== EXERCICE COURT ==
Recopiez à l'identique, sans rien changer, l'ensemble des lignes du matériel qui suit.

== MATÉRIEL DE L'EXERCICE ==
========

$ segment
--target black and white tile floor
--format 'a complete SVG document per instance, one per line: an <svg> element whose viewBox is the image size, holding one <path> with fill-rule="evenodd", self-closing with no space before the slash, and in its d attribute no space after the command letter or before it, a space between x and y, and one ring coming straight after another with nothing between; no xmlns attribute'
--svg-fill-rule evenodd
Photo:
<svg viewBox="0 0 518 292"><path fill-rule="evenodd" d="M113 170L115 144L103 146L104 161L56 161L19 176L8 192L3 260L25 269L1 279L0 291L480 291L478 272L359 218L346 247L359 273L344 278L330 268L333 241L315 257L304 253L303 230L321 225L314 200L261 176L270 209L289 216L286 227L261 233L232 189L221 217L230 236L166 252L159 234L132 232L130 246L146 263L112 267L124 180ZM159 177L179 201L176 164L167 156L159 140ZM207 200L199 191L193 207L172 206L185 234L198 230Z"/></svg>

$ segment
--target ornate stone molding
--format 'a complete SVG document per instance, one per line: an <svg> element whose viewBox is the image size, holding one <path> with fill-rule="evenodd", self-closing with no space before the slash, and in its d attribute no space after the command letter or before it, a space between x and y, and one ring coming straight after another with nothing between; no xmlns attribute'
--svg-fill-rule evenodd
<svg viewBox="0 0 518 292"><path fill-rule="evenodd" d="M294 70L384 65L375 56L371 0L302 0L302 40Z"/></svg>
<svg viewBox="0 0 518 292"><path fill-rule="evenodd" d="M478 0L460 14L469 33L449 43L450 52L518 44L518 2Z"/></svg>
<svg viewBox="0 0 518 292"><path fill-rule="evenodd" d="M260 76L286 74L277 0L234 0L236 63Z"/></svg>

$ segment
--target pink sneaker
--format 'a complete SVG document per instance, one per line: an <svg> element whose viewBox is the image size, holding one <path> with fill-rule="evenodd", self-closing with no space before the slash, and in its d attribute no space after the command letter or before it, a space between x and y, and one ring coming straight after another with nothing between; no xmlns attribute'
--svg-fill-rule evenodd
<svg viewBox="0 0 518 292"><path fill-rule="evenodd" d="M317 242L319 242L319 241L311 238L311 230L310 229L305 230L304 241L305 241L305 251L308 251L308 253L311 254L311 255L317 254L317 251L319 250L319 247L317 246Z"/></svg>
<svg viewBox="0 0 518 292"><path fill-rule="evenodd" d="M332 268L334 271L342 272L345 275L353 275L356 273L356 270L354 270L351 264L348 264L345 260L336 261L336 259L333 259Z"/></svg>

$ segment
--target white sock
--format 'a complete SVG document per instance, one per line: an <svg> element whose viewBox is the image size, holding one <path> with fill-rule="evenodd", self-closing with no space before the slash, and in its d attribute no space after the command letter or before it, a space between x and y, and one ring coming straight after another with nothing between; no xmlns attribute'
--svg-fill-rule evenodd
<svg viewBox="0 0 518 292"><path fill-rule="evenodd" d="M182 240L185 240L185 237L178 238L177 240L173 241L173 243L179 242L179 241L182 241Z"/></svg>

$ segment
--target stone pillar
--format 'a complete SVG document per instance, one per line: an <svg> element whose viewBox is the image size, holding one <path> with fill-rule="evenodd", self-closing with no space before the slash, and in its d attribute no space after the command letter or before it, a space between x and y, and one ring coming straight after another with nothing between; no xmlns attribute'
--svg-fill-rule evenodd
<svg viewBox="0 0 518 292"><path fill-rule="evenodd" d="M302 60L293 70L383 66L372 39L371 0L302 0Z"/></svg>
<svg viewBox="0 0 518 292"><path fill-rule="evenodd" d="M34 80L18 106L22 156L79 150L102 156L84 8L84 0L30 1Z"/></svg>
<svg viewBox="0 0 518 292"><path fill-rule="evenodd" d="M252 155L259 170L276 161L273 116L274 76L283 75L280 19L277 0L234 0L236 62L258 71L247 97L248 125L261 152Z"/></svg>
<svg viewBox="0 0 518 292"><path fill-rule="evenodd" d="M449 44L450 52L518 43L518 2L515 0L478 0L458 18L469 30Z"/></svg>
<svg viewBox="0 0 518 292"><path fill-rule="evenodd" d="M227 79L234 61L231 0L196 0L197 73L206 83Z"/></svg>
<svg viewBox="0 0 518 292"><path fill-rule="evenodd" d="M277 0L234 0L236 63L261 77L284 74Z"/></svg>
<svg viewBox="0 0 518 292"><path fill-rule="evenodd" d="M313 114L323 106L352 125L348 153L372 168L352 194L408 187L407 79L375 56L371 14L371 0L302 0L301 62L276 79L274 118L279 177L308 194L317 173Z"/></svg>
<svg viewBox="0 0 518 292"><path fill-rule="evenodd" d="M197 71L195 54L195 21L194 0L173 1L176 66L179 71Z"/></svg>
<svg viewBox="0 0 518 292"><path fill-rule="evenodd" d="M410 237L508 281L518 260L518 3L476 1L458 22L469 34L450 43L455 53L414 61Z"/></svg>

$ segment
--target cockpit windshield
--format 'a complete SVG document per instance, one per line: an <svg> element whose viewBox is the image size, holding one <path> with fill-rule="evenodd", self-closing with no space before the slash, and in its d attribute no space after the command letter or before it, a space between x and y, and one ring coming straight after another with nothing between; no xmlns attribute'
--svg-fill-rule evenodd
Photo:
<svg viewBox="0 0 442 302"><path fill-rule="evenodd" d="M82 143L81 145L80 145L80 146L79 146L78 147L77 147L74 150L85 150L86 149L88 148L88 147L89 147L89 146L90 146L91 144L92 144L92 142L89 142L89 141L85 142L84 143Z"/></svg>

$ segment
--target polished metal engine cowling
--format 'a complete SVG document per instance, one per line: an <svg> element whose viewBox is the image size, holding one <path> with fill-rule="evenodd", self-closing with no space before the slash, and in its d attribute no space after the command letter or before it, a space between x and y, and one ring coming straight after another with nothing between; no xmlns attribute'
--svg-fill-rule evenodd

========

== EXERCICE CORRIGÉ ==
$ segment
--target black and white tile floor
--format 'a complete SVG document per instance, one per line: an <svg> element whose viewBox is the image size, holding one <path> with fill-rule="evenodd", self-closing with no space before the slash, and in its d attribute no space after the command letter or before it, a space between x and y, and one ring coming straight after another with nothing between; no xmlns attribute'
--svg-fill-rule evenodd
Photo:
<svg viewBox="0 0 518 292"><path fill-rule="evenodd" d="M113 170L115 144L103 146L104 161L56 161L19 176L8 192L3 260L25 269L1 279L0 291L480 291L478 272L359 218L346 247L359 273L344 278L330 268L333 241L315 257L304 253L303 230L321 225L314 200L261 176L270 209L289 216L286 227L261 233L232 189L221 217L230 236L166 252L159 234L132 232L130 246L146 263L112 267L124 180ZM159 177L179 201L176 164L167 156L159 140ZM207 200L199 191L193 207L172 206L185 234L198 230Z"/></svg>

$ segment
--target ornate stone molding
--format 'a complete SVG document per instance, one per line: an <svg> element whose viewBox is the image size, holding one <path> with fill-rule="evenodd", self-closing with no space before the slash, and in its d attribute no space after the command letter or before it, a space between x and y, and one ring coming straight after another with nothing between; no xmlns attribute'
--svg-fill-rule evenodd
<svg viewBox="0 0 518 292"><path fill-rule="evenodd" d="M294 70L384 65L375 56L371 0L302 0L302 40Z"/></svg>
<svg viewBox="0 0 518 292"><path fill-rule="evenodd" d="M478 0L460 14L469 33L449 43L450 52L518 44L518 2Z"/></svg>
<svg viewBox="0 0 518 292"><path fill-rule="evenodd" d="M260 76L286 74L277 0L234 0L236 63Z"/></svg>

$ segment
--target pink sneaker
--format 'a complete SVG document per instance, one per line: an <svg> element whose viewBox is the image size, holding one <path> with fill-rule="evenodd", self-closing with no space before the slash, and in its d attribute no space after the command letter or before it, a space between x and y, and one ring coming straight after another with nothing between; no xmlns attribute'
--svg-fill-rule evenodd
<svg viewBox="0 0 518 292"><path fill-rule="evenodd" d="M317 242L319 242L319 241L311 238L311 230L310 229L305 230L304 241L305 241L305 251L308 251L308 253L311 254L311 255L317 254L317 251L319 250L319 247L317 246Z"/></svg>
<svg viewBox="0 0 518 292"><path fill-rule="evenodd" d="M332 268L334 271L342 272L345 275L353 275L356 273L356 270L354 270L351 264L348 264L345 260L336 261L336 259L333 259Z"/></svg>

$ segment
--target white sock
--format 'a complete SVG document per instance, one per line: an <svg> element whose viewBox is the image size, holding one <path> with fill-rule="evenodd", self-closing with no space before the slash, and in its d attribute no space after the command letter or before it, a space between x and y, and one ring coming straight after another with nothing between; no xmlns attribute'
--svg-fill-rule evenodd
<svg viewBox="0 0 518 292"><path fill-rule="evenodd" d="M182 240L185 240L185 237L178 238L177 240L173 241L173 243L179 242L179 241L182 241Z"/></svg>

$ segment
--target stone pillar
--format 'a complete SVG document per instance, one per line: an <svg> element whose viewBox is the image size, holding one <path> with fill-rule="evenodd", self-closing with no space before the slash, and in its d attribute no space after the command letter or before it, a space between x and y, and one ring coming straight after another with nothing between; no xmlns attribute'
--svg-fill-rule evenodd
<svg viewBox="0 0 518 292"><path fill-rule="evenodd" d="M302 60L293 70L383 66L372 39L371 0L302 0Z"/></svg>
<svg viewBox="0 0 518 292"><path fill-rule="evenodd" d="M34 80L18 106L22 156L79 150L102 156L84 8L84 0L30 1Z"/></svg>
<svg viewBox="0 0 518 292"><path fill-rule="evenodd" d="M252 155L259 170L276 161L273 116L274 76L283 75L280 19L277 0L234 0L236 62L258 71L247 97L248 125L261 152Z"/></svg>
<svg viewBox="0 0 518 292"><path fill-rule="evenodd" d="M449 44L450 52L518 43L518 2L515 0L478 0L458 18L469 30Z"/></svg>
<svg viewBox="0 0 518 292"><path fill-rule="evenodd" d="M227 79L234 61L231 0L196 0L197 73L206 83Z"/></svg>
<svg viewBox="0 0 518 292"><path fill-rule="evenodd" d="M277 0L234 0L236 63L261 77L284 74Z"/></svg>
<svg viewBox="0 0 518 292"><path fill-rule="evenodd" d="M313 114L323 106L352 125L348 153L372 168L352 194L408 187L407 79L375 56L371 14L371 0L302 0L301 62L276 79L274 118L279 177L308 194L317 173Z"/></svg>
<svg viewBox="0 0 518 292"><path fill-rule="evenodd" d="M197 71L195 54L195 21L194 0L173 1L176 66L179 71Z"/></svg>
<svg viewBox="0 0 518 292"><path fill-rule="evenodd" d="M410 237L508 281L518 260L518 3L476 1L458 22L469 34L450 43L455 53L414 61Z"/></svg>

$ segment
--target cockpit windshield
--format 'a complete SVG document per instance, one per line: an <svg> element whose viewBox is the image size, holding one <path> with fill-rule="evenodd", self-closing with no space before the slash, and in its d attribute no space after the command letter or before it, a space between x and y, and one ring coming straight after another with nothing between; no xmlns attribute'
--svg-fill-rule evenodd
Photo:
<svg viewBox="0 0 442 302"><path fill-rule="evenodd" d="M82 143L81 145L80 145L80 146L79 146L78 147L77 147L74 150L85 150L86 149L88 148L88 147L89 147L89 146L90 146L91 144L92 144L92 142L89 142L89 141L85 142L84 143Z"/></svg>

$ segment
--target polished metal engine cowling
--format 'a complete SVG document per instance, one per line: an <svg> element whose viewBox is the image size, holding one <path> with fill-rule="evenodd", self-closing with no space before the slash, and in its d attribute no space after the command letter or before it, a space between x and y, and one ring coming straight after another with nothing between; no xmlns attribute'
--svg-fill-rule evenodd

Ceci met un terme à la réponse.